Work to do: Count the lines in the records below that contain the word "circular" and give only that number.

==== Records shown

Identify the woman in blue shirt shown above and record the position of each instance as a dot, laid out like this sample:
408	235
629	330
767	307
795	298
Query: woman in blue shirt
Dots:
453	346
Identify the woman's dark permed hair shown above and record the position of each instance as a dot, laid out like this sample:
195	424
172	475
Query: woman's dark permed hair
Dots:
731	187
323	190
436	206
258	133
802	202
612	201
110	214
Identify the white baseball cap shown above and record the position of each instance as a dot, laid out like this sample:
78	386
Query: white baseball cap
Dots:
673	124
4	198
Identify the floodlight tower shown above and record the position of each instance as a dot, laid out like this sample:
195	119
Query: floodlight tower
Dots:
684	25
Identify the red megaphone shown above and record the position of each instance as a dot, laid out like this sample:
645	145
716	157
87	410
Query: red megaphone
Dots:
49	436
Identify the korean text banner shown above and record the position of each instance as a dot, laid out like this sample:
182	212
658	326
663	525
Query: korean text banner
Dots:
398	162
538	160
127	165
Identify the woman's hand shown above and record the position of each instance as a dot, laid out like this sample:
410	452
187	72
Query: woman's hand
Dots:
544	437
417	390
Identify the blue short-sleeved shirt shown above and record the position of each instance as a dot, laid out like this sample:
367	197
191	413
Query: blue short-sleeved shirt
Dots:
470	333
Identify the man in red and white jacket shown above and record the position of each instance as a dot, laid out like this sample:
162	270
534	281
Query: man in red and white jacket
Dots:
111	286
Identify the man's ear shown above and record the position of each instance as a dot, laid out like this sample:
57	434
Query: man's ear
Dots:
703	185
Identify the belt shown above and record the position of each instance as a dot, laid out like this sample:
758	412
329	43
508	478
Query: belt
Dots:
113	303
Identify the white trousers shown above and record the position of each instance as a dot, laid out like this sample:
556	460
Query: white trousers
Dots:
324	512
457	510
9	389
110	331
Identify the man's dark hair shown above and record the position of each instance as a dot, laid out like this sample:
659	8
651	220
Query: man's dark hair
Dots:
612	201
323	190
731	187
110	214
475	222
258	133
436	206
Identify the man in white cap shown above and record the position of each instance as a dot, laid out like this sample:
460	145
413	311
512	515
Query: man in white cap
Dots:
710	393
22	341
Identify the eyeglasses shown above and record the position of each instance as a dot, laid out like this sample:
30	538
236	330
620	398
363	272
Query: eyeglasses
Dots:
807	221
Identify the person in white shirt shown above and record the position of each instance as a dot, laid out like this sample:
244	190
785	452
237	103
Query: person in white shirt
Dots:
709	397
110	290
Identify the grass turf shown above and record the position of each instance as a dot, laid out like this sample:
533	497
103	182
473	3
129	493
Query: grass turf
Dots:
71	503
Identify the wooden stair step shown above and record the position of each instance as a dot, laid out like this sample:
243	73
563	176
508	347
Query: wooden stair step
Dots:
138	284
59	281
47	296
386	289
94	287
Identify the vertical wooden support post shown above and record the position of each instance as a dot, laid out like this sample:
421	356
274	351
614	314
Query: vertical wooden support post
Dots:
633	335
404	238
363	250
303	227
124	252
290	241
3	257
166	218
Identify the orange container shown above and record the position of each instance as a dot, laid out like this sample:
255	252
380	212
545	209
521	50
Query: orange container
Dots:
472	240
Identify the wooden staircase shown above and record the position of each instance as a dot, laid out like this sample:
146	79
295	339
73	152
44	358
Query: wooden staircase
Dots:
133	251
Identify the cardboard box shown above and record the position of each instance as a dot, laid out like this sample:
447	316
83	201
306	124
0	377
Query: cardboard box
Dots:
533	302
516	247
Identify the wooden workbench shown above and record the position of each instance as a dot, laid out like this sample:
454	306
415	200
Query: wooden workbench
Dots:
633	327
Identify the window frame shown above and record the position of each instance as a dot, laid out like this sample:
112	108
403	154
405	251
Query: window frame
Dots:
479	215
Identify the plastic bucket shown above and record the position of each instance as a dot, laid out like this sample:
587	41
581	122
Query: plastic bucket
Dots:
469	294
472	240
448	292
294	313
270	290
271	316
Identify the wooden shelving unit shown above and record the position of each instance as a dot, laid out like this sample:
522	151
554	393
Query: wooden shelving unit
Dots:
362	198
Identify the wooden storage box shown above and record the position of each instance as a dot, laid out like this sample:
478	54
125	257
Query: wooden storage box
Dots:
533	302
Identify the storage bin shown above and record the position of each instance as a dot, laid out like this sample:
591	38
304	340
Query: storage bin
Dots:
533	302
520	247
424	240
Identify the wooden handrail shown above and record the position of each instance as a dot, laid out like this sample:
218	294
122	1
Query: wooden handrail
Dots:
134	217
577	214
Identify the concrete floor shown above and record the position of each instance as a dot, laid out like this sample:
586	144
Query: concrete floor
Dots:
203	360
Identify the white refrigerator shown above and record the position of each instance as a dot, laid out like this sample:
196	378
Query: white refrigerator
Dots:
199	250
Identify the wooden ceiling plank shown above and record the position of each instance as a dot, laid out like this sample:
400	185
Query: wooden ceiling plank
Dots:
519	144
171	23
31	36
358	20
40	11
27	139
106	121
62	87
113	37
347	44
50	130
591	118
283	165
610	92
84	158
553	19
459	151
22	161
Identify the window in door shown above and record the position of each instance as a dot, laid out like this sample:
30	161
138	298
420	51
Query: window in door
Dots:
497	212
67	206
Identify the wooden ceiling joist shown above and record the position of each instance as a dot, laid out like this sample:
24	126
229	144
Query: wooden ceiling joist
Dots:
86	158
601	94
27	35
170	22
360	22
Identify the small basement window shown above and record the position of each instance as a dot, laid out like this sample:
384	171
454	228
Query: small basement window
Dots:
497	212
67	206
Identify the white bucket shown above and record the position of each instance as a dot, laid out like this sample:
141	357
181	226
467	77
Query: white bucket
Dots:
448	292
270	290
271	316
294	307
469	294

========
==== Records shown

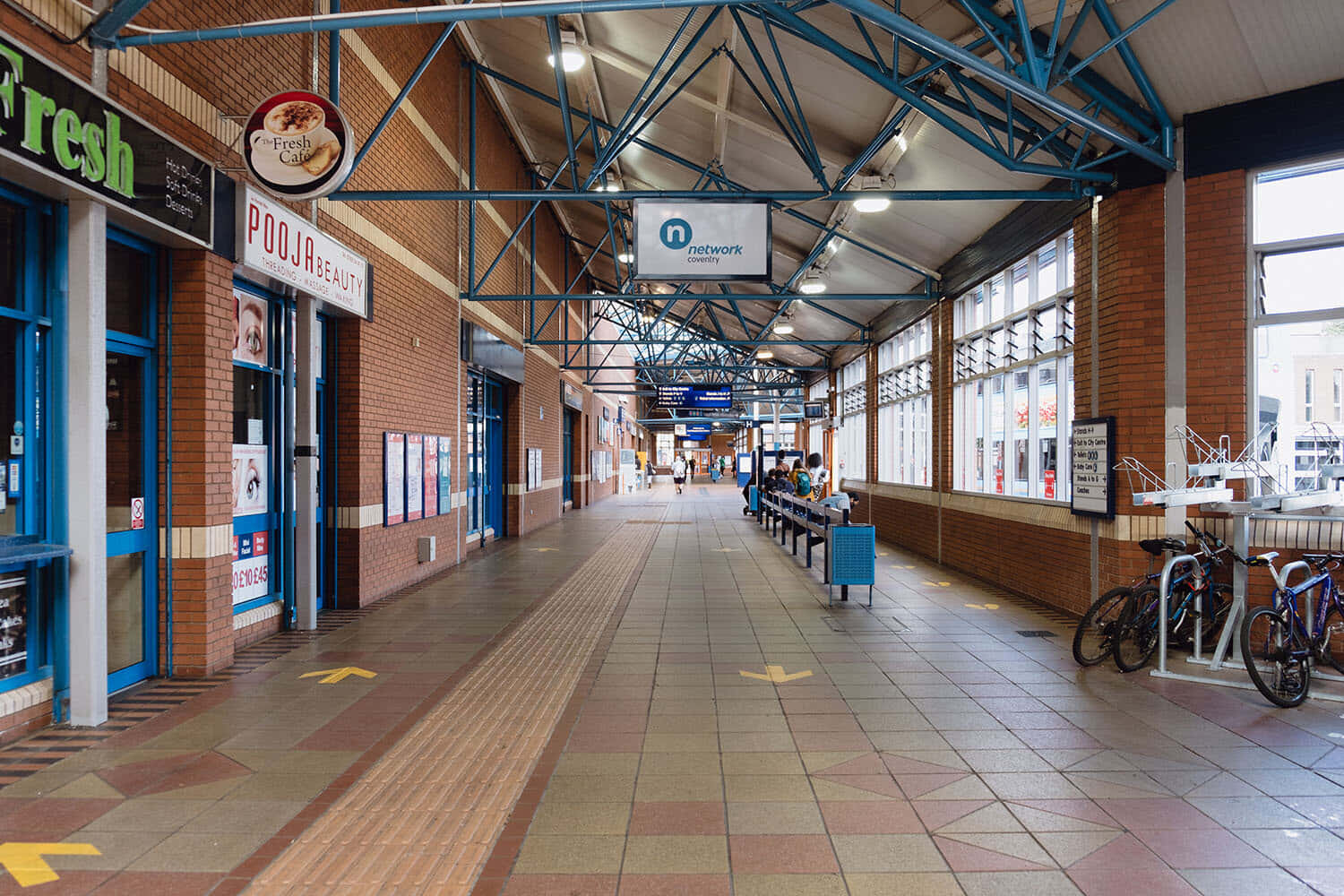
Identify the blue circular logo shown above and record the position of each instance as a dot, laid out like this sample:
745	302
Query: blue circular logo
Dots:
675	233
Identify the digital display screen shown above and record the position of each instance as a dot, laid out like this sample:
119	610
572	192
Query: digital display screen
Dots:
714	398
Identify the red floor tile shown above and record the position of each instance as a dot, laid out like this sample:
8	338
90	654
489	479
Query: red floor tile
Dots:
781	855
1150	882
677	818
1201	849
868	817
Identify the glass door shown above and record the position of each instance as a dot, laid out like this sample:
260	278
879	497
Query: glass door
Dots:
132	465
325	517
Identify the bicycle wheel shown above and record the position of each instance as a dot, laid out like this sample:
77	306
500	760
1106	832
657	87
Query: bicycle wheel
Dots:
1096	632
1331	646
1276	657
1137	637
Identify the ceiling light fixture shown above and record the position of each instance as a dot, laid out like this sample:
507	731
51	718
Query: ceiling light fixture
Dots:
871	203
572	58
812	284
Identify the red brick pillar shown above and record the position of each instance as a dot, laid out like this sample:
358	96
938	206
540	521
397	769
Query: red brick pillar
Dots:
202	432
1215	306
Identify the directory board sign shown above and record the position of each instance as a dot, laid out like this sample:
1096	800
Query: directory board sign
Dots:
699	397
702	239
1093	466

========
==== Records shown

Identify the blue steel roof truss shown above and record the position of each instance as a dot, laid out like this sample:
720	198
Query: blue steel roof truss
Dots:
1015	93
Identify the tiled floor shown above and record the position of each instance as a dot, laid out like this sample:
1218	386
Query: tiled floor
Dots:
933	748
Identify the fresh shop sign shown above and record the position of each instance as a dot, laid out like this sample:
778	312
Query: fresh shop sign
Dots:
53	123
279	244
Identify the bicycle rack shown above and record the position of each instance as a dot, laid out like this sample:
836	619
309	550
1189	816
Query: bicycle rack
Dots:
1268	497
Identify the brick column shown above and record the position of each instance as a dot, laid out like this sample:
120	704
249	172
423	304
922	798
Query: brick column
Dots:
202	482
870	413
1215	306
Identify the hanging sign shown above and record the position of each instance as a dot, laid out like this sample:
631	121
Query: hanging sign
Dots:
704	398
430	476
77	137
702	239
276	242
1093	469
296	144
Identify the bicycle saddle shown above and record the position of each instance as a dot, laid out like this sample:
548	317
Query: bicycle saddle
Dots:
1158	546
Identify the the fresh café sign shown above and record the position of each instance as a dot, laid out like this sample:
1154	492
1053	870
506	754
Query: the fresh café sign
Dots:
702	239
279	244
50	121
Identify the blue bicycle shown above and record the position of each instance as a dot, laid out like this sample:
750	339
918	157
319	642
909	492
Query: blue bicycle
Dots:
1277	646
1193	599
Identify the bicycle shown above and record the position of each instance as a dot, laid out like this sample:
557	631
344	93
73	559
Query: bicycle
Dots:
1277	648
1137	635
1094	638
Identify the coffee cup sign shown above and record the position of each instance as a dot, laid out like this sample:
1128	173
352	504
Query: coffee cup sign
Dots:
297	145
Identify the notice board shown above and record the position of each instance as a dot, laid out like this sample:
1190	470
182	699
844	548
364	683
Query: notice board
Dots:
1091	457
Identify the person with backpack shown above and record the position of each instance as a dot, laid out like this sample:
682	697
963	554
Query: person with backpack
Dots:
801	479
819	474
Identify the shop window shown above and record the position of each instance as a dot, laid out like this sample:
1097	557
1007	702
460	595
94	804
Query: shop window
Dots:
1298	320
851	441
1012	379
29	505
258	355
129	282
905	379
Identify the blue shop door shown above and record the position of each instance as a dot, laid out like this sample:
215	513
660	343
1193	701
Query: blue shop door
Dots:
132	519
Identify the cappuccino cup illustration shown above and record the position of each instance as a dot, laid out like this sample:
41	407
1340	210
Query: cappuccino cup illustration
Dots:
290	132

========

Problem solution: 2